## WHAT THE TASK REQUIRES:
Copy out exactly each line from the line with "Expected: for every instance of the submerged" through the last line of the material below.

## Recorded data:
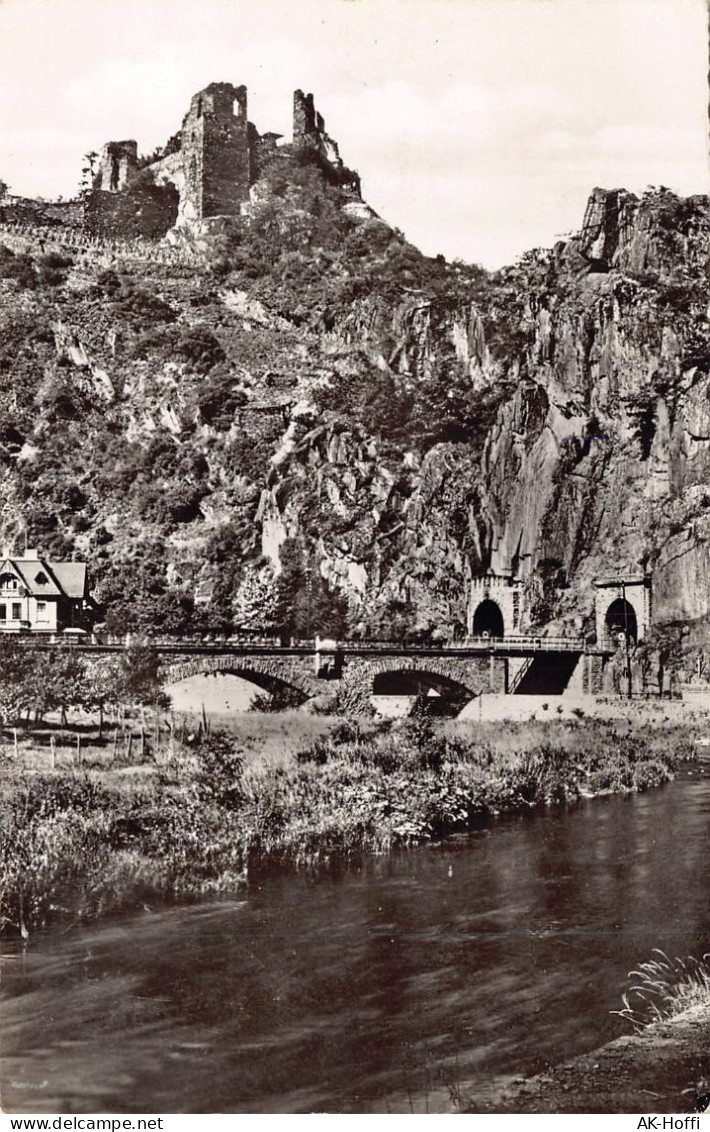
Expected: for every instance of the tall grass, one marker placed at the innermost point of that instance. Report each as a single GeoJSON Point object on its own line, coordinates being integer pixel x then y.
{"type": "Point", "coordinates": [664, 987]}
{"type": "Point", "coordinates": [80, 842]}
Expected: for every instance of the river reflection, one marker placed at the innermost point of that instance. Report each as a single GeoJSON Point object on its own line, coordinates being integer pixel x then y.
{"type": "Point", "coordinates": [378, 988]}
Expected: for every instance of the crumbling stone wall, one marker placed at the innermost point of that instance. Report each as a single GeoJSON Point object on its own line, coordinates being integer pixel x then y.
{"type": "Point", "coordinates": [216, 152]}
{"type": "Point", "coordinates": [118, 165]}
{"type": "Point", "coordinates": [44, 213]}
{"type": "Point", "coordinates": [309, 134]}
{"type": "Point", "coordinates": [212, 163]}
{"type": "Point", "coordinates": [143, 209]}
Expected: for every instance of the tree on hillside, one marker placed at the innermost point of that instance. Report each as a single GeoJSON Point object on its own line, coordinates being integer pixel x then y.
{"type": "Point", "coordinates": [306, 603]}
{"type": "Point", "coordinates": [17, 662]}
{"type": "Point", "coordinates": [138, 677]}
{"type": "Point", "coordinates": [255, 601]}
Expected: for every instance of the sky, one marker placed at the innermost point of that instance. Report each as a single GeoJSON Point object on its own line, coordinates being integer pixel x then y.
{"type": "Point", "coordinates": [479, 127]}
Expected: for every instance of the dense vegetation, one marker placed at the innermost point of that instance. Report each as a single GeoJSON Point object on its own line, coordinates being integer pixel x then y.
{"type": "Point", "coordinates": [313, 427]}
{"type": "Point", "coordinates": [129, 435]}
{"type": "Point", "coordinates": [84, 842]}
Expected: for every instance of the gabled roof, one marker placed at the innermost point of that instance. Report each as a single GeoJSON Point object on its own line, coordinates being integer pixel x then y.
{"type": "Point", "coordinates": [60, 579]}
{"type": "Point", "coordinates": [8, 566]}
{"type": "Point", "coordinates": [71, 577]}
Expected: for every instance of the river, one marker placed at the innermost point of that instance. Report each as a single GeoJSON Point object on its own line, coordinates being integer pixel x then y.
{"type": "Point", "coordinates": [387, 987]}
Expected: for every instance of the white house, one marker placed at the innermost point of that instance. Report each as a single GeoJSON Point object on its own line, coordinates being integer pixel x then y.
{"type": "Point", "coordinates": [41, 595]}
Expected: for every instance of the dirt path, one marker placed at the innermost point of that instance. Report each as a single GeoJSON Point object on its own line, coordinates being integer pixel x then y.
{"type": "Point", "coordinates": [664, 1070]}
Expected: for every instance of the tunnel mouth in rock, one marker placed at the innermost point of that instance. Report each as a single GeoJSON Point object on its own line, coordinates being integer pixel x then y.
{"type": "Point", "coordinates": [621, 620]}
{"type": "Point", "coordinates": [488, 619]}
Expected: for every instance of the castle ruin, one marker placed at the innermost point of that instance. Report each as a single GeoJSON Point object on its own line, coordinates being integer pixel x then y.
{"type": "Point", "coordinates": [207, 169]}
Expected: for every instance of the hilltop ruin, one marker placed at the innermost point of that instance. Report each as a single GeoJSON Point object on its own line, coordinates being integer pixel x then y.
{"type": "Point", "coordinates": [207, 169]}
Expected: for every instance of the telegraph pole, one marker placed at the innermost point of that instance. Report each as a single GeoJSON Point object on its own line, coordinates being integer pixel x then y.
{"type": "Point", "coordinates": [626, 649]}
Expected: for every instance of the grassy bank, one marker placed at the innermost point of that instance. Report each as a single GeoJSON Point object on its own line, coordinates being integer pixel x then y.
{"type": "Point", "coordinates": [84, 842]}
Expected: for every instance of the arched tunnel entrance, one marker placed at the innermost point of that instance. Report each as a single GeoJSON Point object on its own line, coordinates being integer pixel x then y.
{"type": "Point", "coordinates": [415, 683]}
{"type": "Point", "coordinates": [622, 619]}
{"type": "Point", "coordinates": [229, 688]}
{"type": "Point", "coordinates": [488, 619]}
{"type": "Point", "coordinates": [405, 691]}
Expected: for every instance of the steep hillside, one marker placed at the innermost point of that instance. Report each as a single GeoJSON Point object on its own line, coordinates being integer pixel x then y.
{"type": "Point", "coordinates": [307, 423]}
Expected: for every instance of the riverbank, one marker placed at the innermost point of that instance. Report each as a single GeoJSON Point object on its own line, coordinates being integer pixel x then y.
{"type": "Point", "coordinates": [665, 1069]}
{"type": "Point", "coordinates": [84, 842]}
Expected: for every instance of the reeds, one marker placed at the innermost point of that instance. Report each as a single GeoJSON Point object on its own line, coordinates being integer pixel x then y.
{"type": "Point", "coordinates": [665, 987]}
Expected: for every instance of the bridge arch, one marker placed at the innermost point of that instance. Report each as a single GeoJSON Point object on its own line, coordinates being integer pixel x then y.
{"type": "Point", "coordinates": [416, 682]}
{"type": "Point", "coordinates": [271, 675]}
{"type": "Point", "coordinates": [488, 619]}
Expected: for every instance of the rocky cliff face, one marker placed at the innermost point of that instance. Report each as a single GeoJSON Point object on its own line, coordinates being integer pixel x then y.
{"type": "Point", "coordinates": [319, 414]}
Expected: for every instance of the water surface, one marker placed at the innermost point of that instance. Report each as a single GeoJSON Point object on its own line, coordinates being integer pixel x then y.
{"type": "Point", "coordinates": [384, 987]}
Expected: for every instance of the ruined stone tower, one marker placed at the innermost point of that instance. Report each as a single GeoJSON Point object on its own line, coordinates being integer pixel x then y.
{"type": "Point", "coordinates": [207, 168]}
{"type": "Point", "coordinates": [216, 152]}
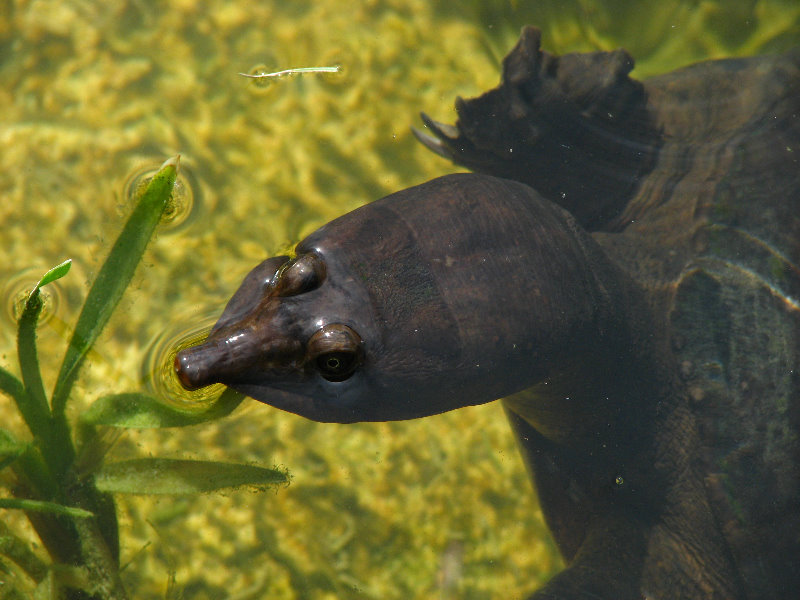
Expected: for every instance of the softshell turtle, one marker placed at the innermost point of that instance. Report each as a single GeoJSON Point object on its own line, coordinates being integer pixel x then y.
{"type": "Point", "coordinates": [623, 274]}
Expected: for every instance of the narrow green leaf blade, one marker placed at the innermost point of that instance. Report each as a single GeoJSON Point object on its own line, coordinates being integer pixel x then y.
{"type": "Point", "coordinates": [13, 387]}
{"type": "Point", "coordinates": [55, 273]}
{"type": "Point", "coordinates": [182, 477]}
{"type": "Point", "coordinates": [44, 507]}
{"type": "Point", "coordinates": [10, 448]}
{"type": "Point", "coordinates": [34, 407]}
{"type": "Point", "coordinates": [114, 277]}
{"type": "Point", "coordinates": [140, 411]}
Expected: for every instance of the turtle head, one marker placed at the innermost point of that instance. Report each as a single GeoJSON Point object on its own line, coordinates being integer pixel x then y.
{"type": "Point", "coordinates": [452, 293]}
{"type": "Point", "coordinates": [353, 328]}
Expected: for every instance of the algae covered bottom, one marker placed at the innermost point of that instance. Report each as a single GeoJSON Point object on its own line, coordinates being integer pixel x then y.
{"type": "Point", "coordinates": [95, 93]}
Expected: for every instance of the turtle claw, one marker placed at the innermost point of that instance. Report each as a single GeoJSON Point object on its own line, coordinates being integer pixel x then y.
{"type": "Point", "coordinates": [440, 130]}
{"type": "Point", "coordinates": [446, 140]}
{"type": "Point", "coordinates": [434, 144]}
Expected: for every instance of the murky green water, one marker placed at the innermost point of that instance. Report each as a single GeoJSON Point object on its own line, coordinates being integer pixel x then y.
{"type": "Point", "coordinates": [93, 93]}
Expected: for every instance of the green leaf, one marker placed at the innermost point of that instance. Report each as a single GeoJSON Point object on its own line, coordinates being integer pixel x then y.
{"type": "Point", "coordinates": [140, 411]}
{"type": "Point", "coordinates": [114, 277]}
{"type": "Point", "coordinates": [34, 407]}
{"type": "Point", "coordinates": [44, 507]}
{"type": "Point", "coordinates": [55, 273]}
{"type": "Point", "coordinates": [12, 386]}
{"type": "Point", "coordinates": [10, 448]}
{"type": "Point", "coordinates": [180, 477]}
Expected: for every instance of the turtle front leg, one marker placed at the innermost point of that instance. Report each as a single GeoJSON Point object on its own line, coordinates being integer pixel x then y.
{"type": "Point", "coordinates": [575, 128]}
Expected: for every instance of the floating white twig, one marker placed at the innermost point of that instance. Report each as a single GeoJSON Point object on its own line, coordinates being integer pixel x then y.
{"type": "Point", "coordinates": [296, 71]}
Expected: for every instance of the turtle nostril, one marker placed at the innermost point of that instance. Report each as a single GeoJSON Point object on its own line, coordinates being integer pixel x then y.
{"type": "Point", "coordinates": [189, 371]}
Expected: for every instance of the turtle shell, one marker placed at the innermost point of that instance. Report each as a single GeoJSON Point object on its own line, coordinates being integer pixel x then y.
{"type": "Point", "coordinates": [691, 182]}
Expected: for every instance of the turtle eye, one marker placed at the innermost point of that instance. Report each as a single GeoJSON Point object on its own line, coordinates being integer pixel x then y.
{"type": "Point", "coordinates": [336, 366]}
{"type": "Point", "coordinates": [303, 274]}
{"type": "Point", "coordinates": [335, 351]}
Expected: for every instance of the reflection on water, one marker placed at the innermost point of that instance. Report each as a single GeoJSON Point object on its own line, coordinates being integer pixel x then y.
{"type": "Point", "coordinates": [93, 90]}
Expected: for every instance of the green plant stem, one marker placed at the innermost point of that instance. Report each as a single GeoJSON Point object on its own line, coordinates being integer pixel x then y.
{"type": "Point", "coordinates": [52, 434]}
{"type": "Point", "coordinates": [114, 277]}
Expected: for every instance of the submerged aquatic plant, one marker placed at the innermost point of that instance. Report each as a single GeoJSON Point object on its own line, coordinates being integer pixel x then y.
{"type": "Point", "coordinates": [58, 476]}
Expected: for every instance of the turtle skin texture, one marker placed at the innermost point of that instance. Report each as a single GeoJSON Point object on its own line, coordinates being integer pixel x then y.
{"type": "Point", "coordinates": [690, 183]}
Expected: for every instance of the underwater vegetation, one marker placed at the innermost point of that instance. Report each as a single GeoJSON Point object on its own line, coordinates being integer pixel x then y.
{"type": "Point", "coordinates": [59, 477]}
{"type": "Point", "coordinates": [92, 91]}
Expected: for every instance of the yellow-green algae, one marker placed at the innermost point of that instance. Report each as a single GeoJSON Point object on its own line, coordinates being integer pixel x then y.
{"type": "Point", "coordinates": [93, 91]}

## CORRECT RESPONSE:
Expected: for every instance of the submerged aquatic plant, one marker placed at the innermost point of that instance. Report each as a single GeoJSON Point object on its own line, coordinates being integer pixel x then y.
{"type": "Point", "coordinates": [58, 476]}
Expected: for every instance of the turtle skin texture, one marker placed at the innermost point of that instance. Report each as a single GeoJSON Point object on its own line, coordinates being integer pixel x then y.
{"type": "Point", "coordinates": [690, 183]}
Expected: for every instance of the underwater vegetation, one marker placed at the innermost point of that instance. Report each as a single GeoJSON Point object on its own line, coordinates being integer pixel x then y.
{"type": "Point", "coordinates": [59, 477]}
{"type": "Point", "coordinates": [92, 91]}
Expected: for every instance of the yellow-green algae, one marker placed at the innermost point of that instance. Report each as a single GeoJSON Point object on its own line, coordinates being integer pixel x then y.
{"type": "Point", "coordinates": [93, 91]}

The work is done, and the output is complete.